▸ Extrait du document:
⟨
On l’a presque oublié : il y a encore deux siècles, l’achat et la vente étaient l’exception ; la majorité de la population française vivait sans monnaie ou presque. Ce " monde que nous avons perdu ", pour reprendre le titre du livre de Peter Laslett1, était composé pour 80 % environ de paysans, dotés au plus d’un hectare ou deux de terres, d’ouvriers ou de journaliers sans terre, de domestiques et d’indigents. Gregory King, en 1688, dans son Tableau du revenu et des dépenses des diverses familles de l’Angleterre, estime que ces groupes sociaux gagnaient et dépensaient 5 à 6 livres par an et par personne, soit l’équivalent de quelques centaines d’euros d’aujourd’hui. Ce qui signifie que l’essentiel de leurs besoins pour vivre - le gîte, la nourriture et le vêtement - était produit par eux-mêmes ou échangé contre des journées de travail.
⟩
▸ Données fournies:
⟨
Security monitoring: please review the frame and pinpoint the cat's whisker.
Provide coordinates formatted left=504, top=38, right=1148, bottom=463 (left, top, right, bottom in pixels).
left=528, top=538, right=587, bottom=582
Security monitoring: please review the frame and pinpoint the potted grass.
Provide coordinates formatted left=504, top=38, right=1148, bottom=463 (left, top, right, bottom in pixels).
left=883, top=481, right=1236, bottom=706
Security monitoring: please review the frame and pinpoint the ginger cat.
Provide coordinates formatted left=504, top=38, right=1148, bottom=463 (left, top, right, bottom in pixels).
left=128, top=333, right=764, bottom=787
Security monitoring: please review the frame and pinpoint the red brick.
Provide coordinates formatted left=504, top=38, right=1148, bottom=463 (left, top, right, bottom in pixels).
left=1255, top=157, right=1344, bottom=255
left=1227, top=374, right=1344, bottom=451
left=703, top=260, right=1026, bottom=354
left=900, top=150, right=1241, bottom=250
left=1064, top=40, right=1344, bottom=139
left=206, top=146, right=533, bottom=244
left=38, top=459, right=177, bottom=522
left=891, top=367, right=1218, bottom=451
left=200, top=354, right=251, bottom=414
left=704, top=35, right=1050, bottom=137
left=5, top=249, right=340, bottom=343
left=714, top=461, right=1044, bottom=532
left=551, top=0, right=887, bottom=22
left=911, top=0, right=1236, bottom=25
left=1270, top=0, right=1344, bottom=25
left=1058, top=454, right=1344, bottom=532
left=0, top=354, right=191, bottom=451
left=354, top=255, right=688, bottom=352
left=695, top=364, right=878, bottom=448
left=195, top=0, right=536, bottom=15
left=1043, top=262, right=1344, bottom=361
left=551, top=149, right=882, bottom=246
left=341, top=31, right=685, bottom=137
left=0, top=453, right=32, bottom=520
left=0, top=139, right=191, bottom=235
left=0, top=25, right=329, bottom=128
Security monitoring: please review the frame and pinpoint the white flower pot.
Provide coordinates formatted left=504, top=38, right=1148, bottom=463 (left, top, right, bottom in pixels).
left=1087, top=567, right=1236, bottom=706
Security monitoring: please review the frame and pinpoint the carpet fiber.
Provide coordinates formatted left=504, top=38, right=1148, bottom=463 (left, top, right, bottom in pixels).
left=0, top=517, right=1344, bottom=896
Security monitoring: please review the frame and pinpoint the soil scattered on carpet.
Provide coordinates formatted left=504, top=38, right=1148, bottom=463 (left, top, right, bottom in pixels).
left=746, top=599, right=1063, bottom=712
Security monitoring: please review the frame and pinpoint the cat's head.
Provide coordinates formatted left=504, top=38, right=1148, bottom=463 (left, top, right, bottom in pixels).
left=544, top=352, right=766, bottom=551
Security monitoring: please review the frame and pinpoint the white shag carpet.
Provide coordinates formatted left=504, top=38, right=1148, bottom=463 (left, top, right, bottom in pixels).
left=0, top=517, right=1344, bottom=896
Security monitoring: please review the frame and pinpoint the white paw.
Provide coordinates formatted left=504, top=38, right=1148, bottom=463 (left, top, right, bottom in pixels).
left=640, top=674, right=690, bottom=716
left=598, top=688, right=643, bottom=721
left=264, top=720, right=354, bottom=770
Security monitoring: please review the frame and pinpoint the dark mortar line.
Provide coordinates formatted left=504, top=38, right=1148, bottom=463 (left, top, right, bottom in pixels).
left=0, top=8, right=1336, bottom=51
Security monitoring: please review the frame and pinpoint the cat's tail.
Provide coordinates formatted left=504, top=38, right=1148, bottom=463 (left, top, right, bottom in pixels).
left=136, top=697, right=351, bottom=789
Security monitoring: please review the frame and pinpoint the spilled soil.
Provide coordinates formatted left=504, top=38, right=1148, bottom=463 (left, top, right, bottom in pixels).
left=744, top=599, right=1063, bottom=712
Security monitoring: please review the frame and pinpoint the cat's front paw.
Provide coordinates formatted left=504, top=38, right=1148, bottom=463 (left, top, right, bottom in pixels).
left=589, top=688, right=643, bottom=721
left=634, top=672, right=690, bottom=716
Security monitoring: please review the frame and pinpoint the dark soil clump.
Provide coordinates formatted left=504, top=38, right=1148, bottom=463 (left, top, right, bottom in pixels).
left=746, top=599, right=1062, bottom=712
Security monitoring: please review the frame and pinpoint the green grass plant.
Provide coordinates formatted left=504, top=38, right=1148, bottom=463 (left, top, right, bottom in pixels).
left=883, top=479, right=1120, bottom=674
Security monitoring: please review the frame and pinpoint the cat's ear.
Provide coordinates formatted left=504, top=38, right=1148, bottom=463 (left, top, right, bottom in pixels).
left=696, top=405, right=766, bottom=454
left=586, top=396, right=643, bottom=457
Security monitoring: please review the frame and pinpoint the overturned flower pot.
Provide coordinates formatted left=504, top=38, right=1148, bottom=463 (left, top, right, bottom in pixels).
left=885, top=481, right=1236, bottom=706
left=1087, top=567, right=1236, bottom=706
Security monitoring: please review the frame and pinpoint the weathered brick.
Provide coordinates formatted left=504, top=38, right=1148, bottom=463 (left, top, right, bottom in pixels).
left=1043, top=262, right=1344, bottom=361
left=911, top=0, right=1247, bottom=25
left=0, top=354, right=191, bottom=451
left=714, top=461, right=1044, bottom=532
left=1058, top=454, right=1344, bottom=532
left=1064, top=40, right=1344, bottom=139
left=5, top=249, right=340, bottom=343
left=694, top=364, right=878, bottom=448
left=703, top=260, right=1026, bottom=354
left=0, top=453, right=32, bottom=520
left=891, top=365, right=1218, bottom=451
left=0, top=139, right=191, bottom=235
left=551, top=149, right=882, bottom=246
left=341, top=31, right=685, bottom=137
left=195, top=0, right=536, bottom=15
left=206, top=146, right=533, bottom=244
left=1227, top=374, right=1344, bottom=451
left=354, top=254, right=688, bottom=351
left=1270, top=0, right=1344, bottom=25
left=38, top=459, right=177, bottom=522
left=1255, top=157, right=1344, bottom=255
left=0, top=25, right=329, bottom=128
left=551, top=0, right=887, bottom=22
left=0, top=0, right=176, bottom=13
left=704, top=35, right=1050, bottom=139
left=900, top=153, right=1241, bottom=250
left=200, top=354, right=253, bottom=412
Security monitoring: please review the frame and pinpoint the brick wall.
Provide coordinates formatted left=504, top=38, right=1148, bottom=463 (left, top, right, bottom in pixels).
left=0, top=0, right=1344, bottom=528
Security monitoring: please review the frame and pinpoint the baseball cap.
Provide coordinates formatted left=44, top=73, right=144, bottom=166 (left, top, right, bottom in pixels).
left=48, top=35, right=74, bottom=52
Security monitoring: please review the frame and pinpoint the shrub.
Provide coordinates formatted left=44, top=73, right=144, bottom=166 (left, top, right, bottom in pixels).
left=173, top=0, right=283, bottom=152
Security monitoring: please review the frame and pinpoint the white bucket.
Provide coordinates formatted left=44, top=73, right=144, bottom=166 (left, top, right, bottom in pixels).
⟩
▸ Objectif 1:
Recopiez le passage du texte sur la vie sans monnaie compris entre « On l’a presque » et « journées de travail. », bornes incluses.
▸ Objectif 2:
Répondez brièvement aux questions suivantes sur le texte sur la vie sans monnaie.
(a) En quelle année Gregory King a-t-il établi son estimation ?
(b) Combien ces groupes sociaux gagnaient-ils et dépensaient-ils par an et par personne ?
(c) Quels sont les trois besoins essentiels pour vivre cités à la fin ?

▸ Réponse complète 1:
On l’a presque oublié : il y a encore deux siècles, l’achat et la vente étaient l’exception ; la majorité de la population française vivait sans monnaie ou presque. Ce " monde que nous avons perdu ", pour reprendre le titre du livre de Peter Laslett1, était composé pour 80 % environ de paysans, dotés au plus d’un hectare ou deux de terres, d’ouvriers ou de journaliers sans terre, de domestiques et d’indigents. Gregory King, en 1688, dans son Tableau du revenu et des dépenses des diverses familles de l’Angleterre, estime que ces groupes sociaux gagnaient et dépensaient 5 à 6 livres par an et par personne, soit l’équivalent de quelques centaines d’euros d’aujourd’hui. Ce qui signifie que l’essentiel de leurs besoins pour vivre - le gîte, la nourriture et le vêtement - était produit par eux-mêmes ou échangé contre des journées de travail.

▸ Réponse complète 2:
(a) En 1688.
(b) De 5 à 6 livres.
(c) Le gîte, la nourriture et le vêtement.